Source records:
********************

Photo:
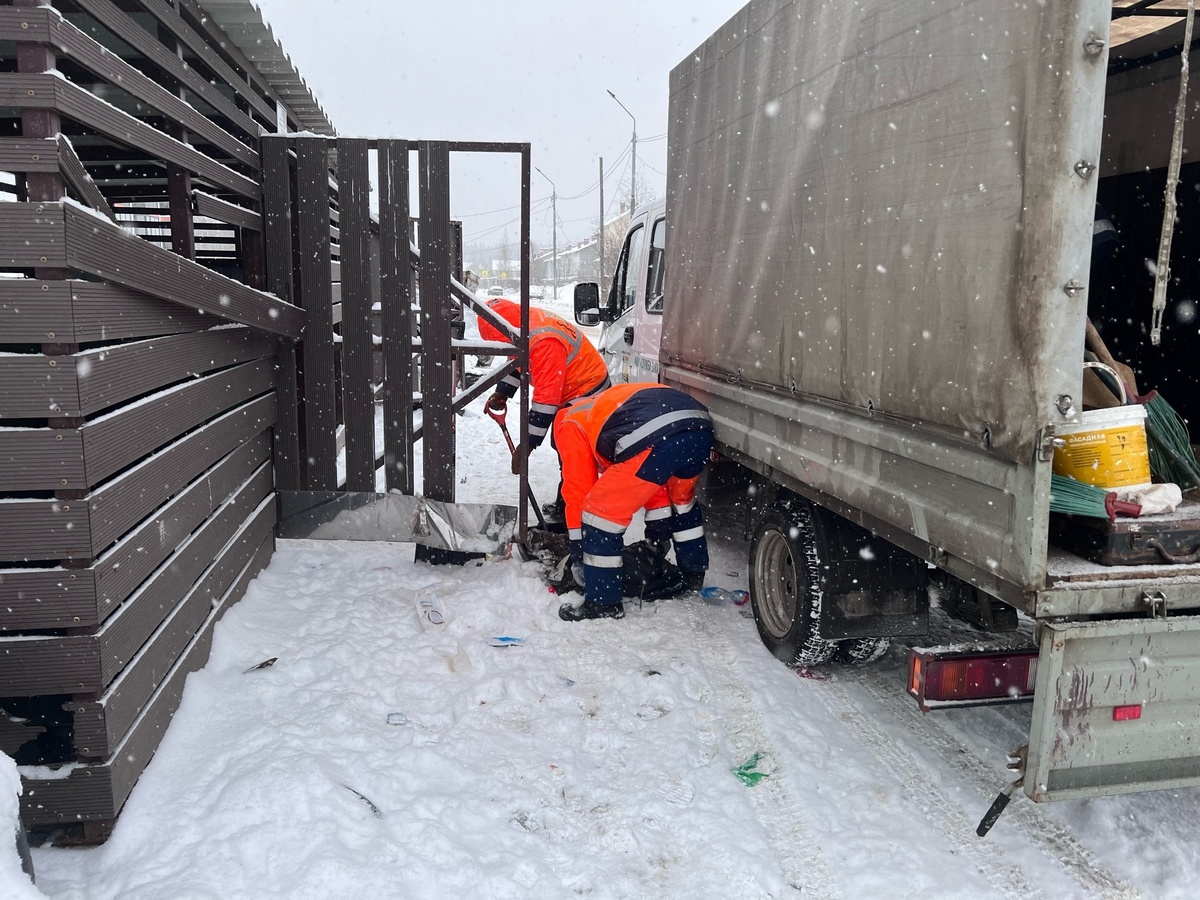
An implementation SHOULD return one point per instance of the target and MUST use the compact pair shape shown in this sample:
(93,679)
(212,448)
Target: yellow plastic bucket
(1107,449)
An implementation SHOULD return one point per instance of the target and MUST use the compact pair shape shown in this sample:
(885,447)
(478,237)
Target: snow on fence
(138,378)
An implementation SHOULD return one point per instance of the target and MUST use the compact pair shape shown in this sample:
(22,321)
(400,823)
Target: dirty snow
(589,760)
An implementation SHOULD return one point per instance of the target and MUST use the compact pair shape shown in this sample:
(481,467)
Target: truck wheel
(862,649)
(785,588)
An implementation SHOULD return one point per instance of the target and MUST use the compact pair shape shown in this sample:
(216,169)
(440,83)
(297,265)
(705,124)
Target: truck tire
(785,587)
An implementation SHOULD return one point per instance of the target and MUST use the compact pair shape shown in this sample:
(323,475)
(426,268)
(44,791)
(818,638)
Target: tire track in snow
(912,779)
(792,843)
(1050,838)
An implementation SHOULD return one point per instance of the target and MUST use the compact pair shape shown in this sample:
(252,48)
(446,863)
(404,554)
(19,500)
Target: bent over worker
(633,447)
(563,365)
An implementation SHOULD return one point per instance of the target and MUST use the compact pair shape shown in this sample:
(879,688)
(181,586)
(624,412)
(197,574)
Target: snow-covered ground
(599,760)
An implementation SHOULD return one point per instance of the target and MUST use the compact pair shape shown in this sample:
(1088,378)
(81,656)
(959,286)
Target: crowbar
(498,417)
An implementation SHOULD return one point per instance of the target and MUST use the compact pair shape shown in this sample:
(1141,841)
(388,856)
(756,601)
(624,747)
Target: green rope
(1170,445)
(1077,498)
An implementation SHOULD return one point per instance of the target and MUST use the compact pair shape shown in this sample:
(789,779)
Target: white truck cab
(631,316)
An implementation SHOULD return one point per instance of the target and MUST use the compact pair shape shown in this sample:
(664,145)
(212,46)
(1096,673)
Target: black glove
(519,457)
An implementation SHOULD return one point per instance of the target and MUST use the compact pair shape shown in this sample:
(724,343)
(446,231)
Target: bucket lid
(1113,418)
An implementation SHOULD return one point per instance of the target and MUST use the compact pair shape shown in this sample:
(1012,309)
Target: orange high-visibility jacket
(563,364)
(613,426)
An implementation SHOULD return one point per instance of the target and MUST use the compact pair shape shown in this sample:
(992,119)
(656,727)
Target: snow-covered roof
(243,21)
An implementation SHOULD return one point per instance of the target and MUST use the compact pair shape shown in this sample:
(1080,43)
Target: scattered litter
(748,772)
(373,808)
(504,641)
(429,610)
(677,792)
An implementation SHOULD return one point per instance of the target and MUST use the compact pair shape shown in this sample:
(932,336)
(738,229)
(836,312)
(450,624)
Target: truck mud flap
(1116,708)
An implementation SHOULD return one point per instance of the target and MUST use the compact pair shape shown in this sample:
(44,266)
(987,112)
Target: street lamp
(553,215)
(633,178)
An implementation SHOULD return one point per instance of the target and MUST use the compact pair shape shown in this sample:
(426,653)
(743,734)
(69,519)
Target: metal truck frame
(880,223)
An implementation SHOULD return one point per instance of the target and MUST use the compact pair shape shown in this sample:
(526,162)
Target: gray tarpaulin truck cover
(877,204)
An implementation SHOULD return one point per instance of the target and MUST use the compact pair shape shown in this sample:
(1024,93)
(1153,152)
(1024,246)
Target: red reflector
(953,678)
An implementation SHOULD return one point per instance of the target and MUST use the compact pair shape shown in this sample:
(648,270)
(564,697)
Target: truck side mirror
(587,304)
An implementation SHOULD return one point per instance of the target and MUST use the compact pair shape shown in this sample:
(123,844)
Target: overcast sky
(531,71)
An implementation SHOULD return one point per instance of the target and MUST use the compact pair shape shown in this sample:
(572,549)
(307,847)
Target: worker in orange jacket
(633,447)
(563,365)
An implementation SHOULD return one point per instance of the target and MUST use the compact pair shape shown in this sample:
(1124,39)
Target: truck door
(648,316)
(617,339)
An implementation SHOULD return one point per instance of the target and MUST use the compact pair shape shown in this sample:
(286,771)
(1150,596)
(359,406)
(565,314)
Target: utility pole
(553,215)
(600,259)
(633,178)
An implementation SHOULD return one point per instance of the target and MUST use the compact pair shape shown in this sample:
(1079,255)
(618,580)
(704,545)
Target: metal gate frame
(316,193)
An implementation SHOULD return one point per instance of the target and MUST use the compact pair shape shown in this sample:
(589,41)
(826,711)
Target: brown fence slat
(43,529)
(119,22)
(77,177)
(33,234)
(124,634)
(84,528)
(171,19)
(47,598)
(100,725)
(123,569)
(36,311)
(223,211)
(36,91)
(109,252)
(117,373)
(85,664)
(119,504)
(28,154)
(41,460)
(45,27)
(35,385)
(97,792)
(358,347)
(115,441)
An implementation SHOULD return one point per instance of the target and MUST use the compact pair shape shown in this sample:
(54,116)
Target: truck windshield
(655,268)
(624,282)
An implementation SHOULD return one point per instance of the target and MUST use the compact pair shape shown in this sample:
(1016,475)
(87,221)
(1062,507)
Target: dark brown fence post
(358,395)
(277,238)
(316,298)
(437,373)
(396,316)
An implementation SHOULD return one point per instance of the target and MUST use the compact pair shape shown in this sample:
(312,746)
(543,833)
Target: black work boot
(588,610)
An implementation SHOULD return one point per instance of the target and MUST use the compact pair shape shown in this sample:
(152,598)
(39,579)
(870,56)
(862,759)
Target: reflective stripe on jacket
(613,426)
(563,364)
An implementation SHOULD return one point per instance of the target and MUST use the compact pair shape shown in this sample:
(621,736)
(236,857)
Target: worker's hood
(508,311)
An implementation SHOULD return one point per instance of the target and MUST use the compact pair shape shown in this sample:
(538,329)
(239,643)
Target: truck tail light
(953,678)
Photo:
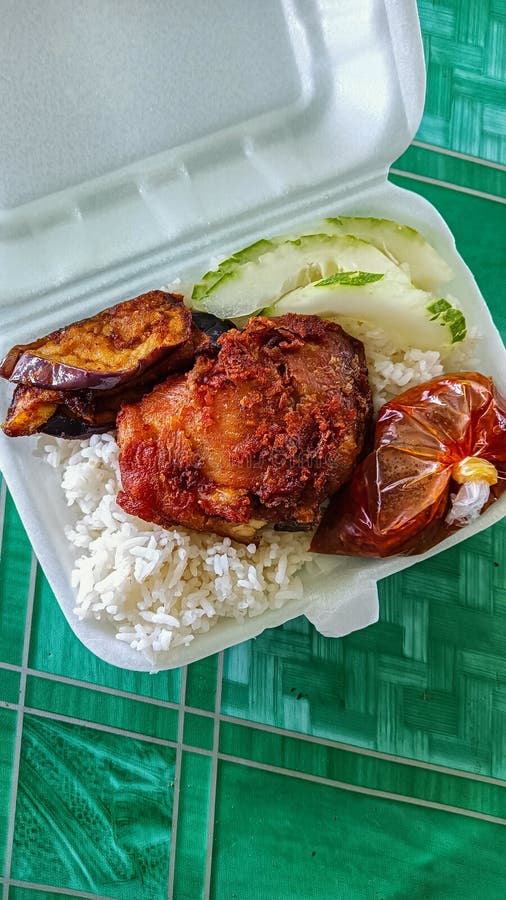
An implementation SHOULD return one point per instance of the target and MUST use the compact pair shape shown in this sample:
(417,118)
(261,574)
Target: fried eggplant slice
(30,409)
(107,350)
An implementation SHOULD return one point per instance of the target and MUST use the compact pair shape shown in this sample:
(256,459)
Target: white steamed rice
(162,588)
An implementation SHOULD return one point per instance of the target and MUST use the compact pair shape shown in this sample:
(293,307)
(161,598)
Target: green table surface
(294,765)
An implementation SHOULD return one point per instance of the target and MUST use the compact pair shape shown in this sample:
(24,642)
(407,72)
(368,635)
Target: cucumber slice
(401,243)
(247,254)
(245,285)
(390,302)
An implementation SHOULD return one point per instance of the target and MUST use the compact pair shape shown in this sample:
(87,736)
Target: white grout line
(110,729)
(177,784)
(19,727)
(364,751)
(113,692)
(213,779)
(98,726)
(3,498)
(70,892)
(103,689)
(358,789)
(447,184)
(456,153)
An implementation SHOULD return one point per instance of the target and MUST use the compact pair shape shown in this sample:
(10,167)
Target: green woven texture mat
(464,45)
(293,766)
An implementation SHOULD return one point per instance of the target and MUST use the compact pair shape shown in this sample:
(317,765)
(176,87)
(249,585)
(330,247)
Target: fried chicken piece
(263,433)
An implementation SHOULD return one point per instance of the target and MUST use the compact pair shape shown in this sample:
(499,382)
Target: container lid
(143,136)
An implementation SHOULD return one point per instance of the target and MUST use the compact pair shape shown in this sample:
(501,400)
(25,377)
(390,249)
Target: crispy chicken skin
(262,433)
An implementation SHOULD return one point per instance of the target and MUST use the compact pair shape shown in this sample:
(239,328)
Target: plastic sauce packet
(439,459)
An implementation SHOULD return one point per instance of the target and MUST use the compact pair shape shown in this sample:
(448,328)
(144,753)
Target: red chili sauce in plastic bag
(439,459)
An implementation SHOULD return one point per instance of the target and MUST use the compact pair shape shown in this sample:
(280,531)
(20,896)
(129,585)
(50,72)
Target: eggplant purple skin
(31,369)
(22,366)
(64,426)
(212,326)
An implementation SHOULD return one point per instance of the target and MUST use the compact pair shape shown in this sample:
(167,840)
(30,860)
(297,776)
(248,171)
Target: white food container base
(146,139)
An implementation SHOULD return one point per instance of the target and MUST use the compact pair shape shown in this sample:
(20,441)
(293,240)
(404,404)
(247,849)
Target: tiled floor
(295,765)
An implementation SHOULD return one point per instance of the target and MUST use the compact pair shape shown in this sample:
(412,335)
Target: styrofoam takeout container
(145,139)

********************

-- What to do --
List each line in the rows above that contains the word "metal".

-- Correct response --
Target: metal truck frame
Target: metal gate frame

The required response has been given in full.